Items from a dataset
--*--
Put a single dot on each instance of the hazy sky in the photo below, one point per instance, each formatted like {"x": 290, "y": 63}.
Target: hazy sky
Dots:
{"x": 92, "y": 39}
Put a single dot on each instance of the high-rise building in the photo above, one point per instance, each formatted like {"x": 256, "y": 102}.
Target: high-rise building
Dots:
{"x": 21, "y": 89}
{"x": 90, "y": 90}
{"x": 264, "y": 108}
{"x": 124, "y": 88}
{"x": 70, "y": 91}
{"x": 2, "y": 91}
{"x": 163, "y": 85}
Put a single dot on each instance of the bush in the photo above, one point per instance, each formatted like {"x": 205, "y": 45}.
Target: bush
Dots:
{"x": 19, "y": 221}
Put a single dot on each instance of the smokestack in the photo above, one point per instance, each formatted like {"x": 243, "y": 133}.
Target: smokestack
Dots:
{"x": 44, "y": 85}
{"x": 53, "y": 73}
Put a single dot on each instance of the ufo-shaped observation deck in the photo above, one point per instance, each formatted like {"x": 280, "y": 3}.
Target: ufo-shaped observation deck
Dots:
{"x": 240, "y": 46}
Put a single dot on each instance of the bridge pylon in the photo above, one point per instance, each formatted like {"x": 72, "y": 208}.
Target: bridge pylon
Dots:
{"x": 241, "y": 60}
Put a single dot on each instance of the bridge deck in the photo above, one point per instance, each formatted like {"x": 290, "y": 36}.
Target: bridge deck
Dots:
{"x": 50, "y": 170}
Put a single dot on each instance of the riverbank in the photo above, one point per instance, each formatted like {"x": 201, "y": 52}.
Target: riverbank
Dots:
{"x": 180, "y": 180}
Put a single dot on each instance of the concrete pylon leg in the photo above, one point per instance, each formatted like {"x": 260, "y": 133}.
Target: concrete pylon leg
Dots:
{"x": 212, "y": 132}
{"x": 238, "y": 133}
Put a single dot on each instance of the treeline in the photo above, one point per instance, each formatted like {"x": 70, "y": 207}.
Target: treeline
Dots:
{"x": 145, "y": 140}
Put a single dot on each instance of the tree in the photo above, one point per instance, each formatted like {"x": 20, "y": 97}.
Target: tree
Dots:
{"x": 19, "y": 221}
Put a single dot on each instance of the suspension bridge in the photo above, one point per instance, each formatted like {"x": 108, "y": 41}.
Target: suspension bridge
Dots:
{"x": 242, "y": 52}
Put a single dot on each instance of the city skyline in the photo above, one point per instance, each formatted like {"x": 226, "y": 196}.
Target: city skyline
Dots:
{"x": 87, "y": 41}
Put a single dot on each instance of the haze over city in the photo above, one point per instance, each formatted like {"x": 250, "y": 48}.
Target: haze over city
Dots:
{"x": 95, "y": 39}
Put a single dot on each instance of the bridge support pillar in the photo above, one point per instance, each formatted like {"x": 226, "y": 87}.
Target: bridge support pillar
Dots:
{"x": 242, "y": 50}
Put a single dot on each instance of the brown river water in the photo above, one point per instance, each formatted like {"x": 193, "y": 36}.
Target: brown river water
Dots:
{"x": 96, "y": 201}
--*--
Given problem | Set down nothing but the lines from the one with "Put a single dot on each instance of the concrete" through the end of the records, keeping each line exactly as written and including both ends.

Result |
Put a single dot on each instance of the concrete pylon leg in the photo above, one point per instance, each formatted like {"x": 260, "y": 133}.
Target: concrete pylon leg
Dots:
{"x": 212, "y": 132}
{"x": 238, "y": 133}
Put a single dot on each instance of the treeline in the photo above, one point per instance, each formatted like {"x": 70, "y": 207}.
Target: treeline
Dots:
{"x": 145, "y": 140}
Put a single dot on each instance of the tree in the photo above, one point per instance, each formatted like {"x": 20, "y": 97}.
Target: tree
Dots:
{"x": 19, "y": 221}
Put a single dot on each instance of the suspension bridge in the photo above, one point per instance, each formatted like {"x": 108, "y": 41}.
Target: suspension bridge
Dots:
{"x": 242, "y": 52}
Put a single dot on each instance of the city skyline in the photo above, one point per instance, each formatted like {"x": 226, "y": 196}.
Target: city skyline
Dots:
{"x": 87, "y": 41}
Put a single dot on each instance of the haze over city in the photo above, one point per instance, each formatted like {"x": 250, "y": 48}.
Target: haze over city
Dots:
{"x": 95, "y": 39}
Put a single dot on each instance of the bridge support pillar in the photo above, one point per instance, each formatted like {"x": 226, "y": 87}.
Target: bridge support pillar
Dots:
{"x": 242, "y": 50}
Put a single dot on each instance of the brown river water in the photo above, one point per instance, each formatted like {"x": 193, "y": 36}.
Target: brown river water
Dots:
{"x": 96, "y": 201}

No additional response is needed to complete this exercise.